→ WORK INSTRUCTION
Word for word, restate each of the entries below, and drop every picture.

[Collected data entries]

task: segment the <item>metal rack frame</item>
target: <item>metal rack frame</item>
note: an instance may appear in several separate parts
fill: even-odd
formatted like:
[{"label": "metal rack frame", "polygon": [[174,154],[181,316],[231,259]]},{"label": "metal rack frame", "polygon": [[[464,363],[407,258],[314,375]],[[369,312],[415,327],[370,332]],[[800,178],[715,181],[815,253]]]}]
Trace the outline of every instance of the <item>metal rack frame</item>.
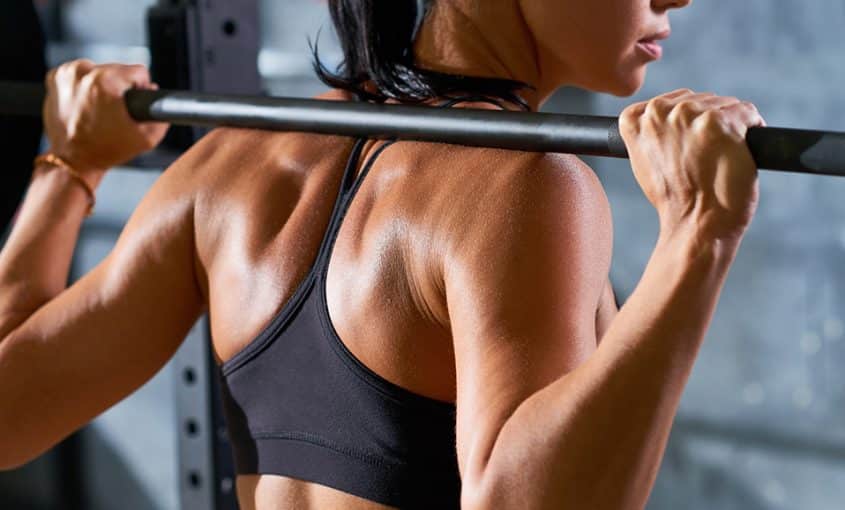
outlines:
[{"label": "metal rack frame", "polygon": [[[258,94],[259,0],[159,0],[147,15],[153,79],[195,92]],[[173,130],[170,150],[205,134]],[[238,508],[208,320],[197,323],[173,361],[179,503],[184,510]]]}]

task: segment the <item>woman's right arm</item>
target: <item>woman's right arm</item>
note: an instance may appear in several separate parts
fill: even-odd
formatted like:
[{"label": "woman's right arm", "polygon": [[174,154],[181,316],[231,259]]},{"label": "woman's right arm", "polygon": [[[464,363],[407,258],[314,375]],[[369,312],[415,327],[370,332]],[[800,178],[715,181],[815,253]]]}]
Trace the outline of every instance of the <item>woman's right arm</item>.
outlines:
[{"label": "woman's right arm", "polygon": [[661,231],[595,352],[612,241],[589,169],[558,168],[569,177],[534,197],[540,212],[514,220],[530,226],[495,237],[482,229],[445,270],[463,508],[628,509],[648,499],[753,217],[744,137],[763,121],[751,105],[689,91],[634,105],[621,120]]},{"label": "woman's right arm", "polygon": [[[122,98],[133,84],[149,86],[145,69],[77,61],[48,77],[51,150],[92,188],[164,135],[166,126],[129,117]],[[205,309],[194,239],[203,153],[213,152],[203,145],[156,181],[111,253],[68,288],[88,196],[60,167],[36,172],[0,252],[0,470],[149,381]]]}]

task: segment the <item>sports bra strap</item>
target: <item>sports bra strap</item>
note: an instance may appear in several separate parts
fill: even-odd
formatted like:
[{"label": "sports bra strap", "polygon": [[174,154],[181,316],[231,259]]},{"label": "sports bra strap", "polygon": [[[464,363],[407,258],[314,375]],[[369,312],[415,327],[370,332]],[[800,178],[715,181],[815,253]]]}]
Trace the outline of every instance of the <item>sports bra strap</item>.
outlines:
[{"label": "sports bra strap", "polygon": [[[357,96],[356,99],[361,100]],[[496,105],[503,110],[505,109],[505,107],[500,101],[481,95],[450,98],[436,105],[435,108],[451,108],[460,103],[489,103]],[[360,175],[356,176],[355,174],[358,168],[358,162],[361,159],[361,154],[364,150],[364,147],[366,146],[367,141],[367,138],[359,138],[355,141],[355,145],[352,148],[352,153],[350,154],[349,160],[346,163],[346,169],[343,171],[343,178],[341,180],[340,190],[335,200],[334,208],[332,209],[332,215],[331,219],[329,220],[329,226],[326,230],[325,236],[323,237],[323,241],[320,244],[320,251],[317,255],[317,266],[328,262],[325,259],[331,256],[331,249],[332,245],[334,244],[334,239],[337,236],[338,231],[340,230],[340,226],[343,222],[343,218],[346,216],[347,209],[349,209],[352,200],[355,198],[355,194],[358,192],[358,189],[361,187],[361,184],[364,182],[364,179],[367,177],[367,174],[370,172],[370,169],[372,168],[376,159],[382,154],[382,152],[384,152],[385,149],[396,143],[398,140],[388,139],[385,144],[379,147],[367,159],[366,163],[364,163]]]}]

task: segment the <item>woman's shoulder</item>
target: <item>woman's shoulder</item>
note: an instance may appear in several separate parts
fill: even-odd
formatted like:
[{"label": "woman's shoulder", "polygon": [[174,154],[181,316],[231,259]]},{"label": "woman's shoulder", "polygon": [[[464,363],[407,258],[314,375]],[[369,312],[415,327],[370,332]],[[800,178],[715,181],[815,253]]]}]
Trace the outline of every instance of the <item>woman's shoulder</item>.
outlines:
[{"label": "woman's shoulder", "polygon": [[247,179],[302,173],[352,142],[343,137],[218,127],[195,143],[174,169],[196,174],[201,187],[230,187]]},{"label": "woman's shoulder", "polygon": [[609,216],[595,171],[571,154],[452,147],[439,165],[444,178],[454,181],[452,188],[467,198],[467,207],[536,216],[579,206]]},{"label": "woman's shoulder", "polygon": [[570,241],[586,247],[582,239],[589,237],[597,258],[610,256],[610,204],[596,173],[577,156],[456,146],[428,151],[422,172],[428,182],[417,195],[425,197],[432,229],[447,239],[446,253],[483,263],[491,250],[524,253]]}]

→ TASK RESULT
task: segment the <item>metal rack frame</item>
target: <item>metal rack frame</item>
note: an instance may appear in several separate parts
fill: even-odd
formatted like:
[{"label": "metal rack frame", "polygon": [[174,154],[181,316],[231,259]]},{"label": "metal rack frame", "polygon": [[[464,363],[407,258],[314,375]],[[369,312],[415,327],[370,332]],[[800,178],[715,181],[815,253]]]}]
Trace the outline of every instance of the <item>metal rack frame</item>.
outlines:
[{"label": "metal rack frame", "polygon": [[[258,94],[259,0],[159,0],[147,15],[153,79],[195,92]],[[173,130],[170,150],[205,134]],[[238,508],[208,320],[197,323],[173,361],[179,503],[184,510]]]}]

task: segment the <item>woman's right arm</item>
target: <item>woman's right arm</item>
note: an instance may appear in several separate parts
fill: even-odd
formatted like:
[{"label": "woman's right arm", "polygon": [[174,154],[181,316],[231,259]]},{"label": "woman's right arm", "polygon": [[[464,363],[407,258],[314,375]],[[369,312],[415,327],[370,332]],[[800,178],[715,181],[815,253]]]}]
Trace the outline of every instance of the <item>woman's right arm</item>.
outlines:
[{"label": "woman's right arm", "polygon": [[661,231],[595,352],[612,241],[589,169],[558,168],[569,177],[534,197],[540,212],[514,220],[530,226],[495,237],[482,229],[445,270],[463,508],[628,509],[648,499],[753,217],[744,137],[763,121],[751,105],[689,91],[634,105],[621,120]]},{"label": "woman's right arm", "polygon": [[[122,98],[133,84],[149,86],[145,69],[77,61],[48,77],[51,150],[92,188],[164,135],[166,126],[129,117]],[[205,309],[194,239],[203,153],[213,152],[203,145],[156,181],[111,253],[68,288],[88,196],[60,167],[36,172],[0,252],[0,470],[149,381]]]}]

task: segment the <item>sports bra strap</item>
target: <item>sports bra strap</item>
note: an instance may appear in several separate parts
fill: even-odd
formatted like:
[{"label": "sports bra strap", "polygon": [[174,154],[181,316],[231,259]]},{"label": "sports bra strap", "polygon": [[[464,363],[407,258],[314,375]],[[369,312],[415,327],[370,332]],[[800,178],[715,181],[815,253]]]}]
Trace the outline of every instance of the <item>sports bra strap</item>.
outlines:
[{"label": "sports bra strap", "polygon": [[[357,96],[356,99],[361,100]],[[496,105],[503,110],[505,109],[505,107],[500,101],[481,95],[450,98],[436,105],[435,108],[451,108],[460,103],[489,103]],[[360,175],[356,176],[355,174],[358,168],[358,162],[361,159],[361,154],[364,150],[364,147],[366,146],[367,141],[367,138],[359,138],[355,141],[355,145],[352,148],[352,153],[350,154],[349,160],[346,163],[346,169],[343,171],[343,178],[341,180],[340,190],[335,200],[334,208],[332,209],[332,215],[331,219],[329,220],[329,226],[326,230],[325,236],[323,237],[323,241],[320,244],[320,251],[317,255],[317,266],[328,262],[325,259],[331,256],[331,249],[332,245],[334,244],[334,239],[337,236],[338,231],[340,230],[340,226],[343,222],[343,218],[346,216],[347,209],[349,209],[352,200],[355,198],[355,194],[358,192],[358,189],[361,187],[361,184],[364,182],[364,179],[367,177],[367,174],[370,172],[370,169],[372,168],[376,159],[382,154],[382,152],[384,152],[385,149],[396,143],[398,140],[388,139],[385,144],[379,147],[367,159],[366,163],[364,163]]]}]

task: segment the <item>woman's shoulder</item>
target: <item>woman's shoulder</item>
note: an instance may appear in several separate parts
fill: even-odd
formatted like:
[{"label": "woman's shoulder", "polygon": [[174,154],[181,316],[231,259]]},{"label": "woman's shoulder", "polygon": [[[464,363],[407,258],[314,375]],[[369,312],[415,327],[370,332]],[[800,178],[715,181],[815,253]]]}]
Trace the outline of every instance of the <item>woman's shoulder</item>.
outlines:
[{"label": "woman's shoulder", "polygon": [[247,179],[302,173],[352,142],[343,137],[218,127],[195,143],[174,169],[196,174],[201,187],[230,187]]},{"label": "woman's shoulder", "polygon": [[609,216],[595,171],[571,154],[452,147],[439,165],[444,178],[454,181],[452,188],[467,198],[467,207],[536,216],[579,206]]},{"label": "woman's shoulder", "polygon": [[570,241],[586,247],[582,239],[589,237],[597,258],[610,256],[610,204],[596,173],[577,156],[456,146],[428,151],[422,172],[428,182],[417,195],[425,197],[432,229],[447,239],[446,253],[483,263],[491,250],[524,253]]}]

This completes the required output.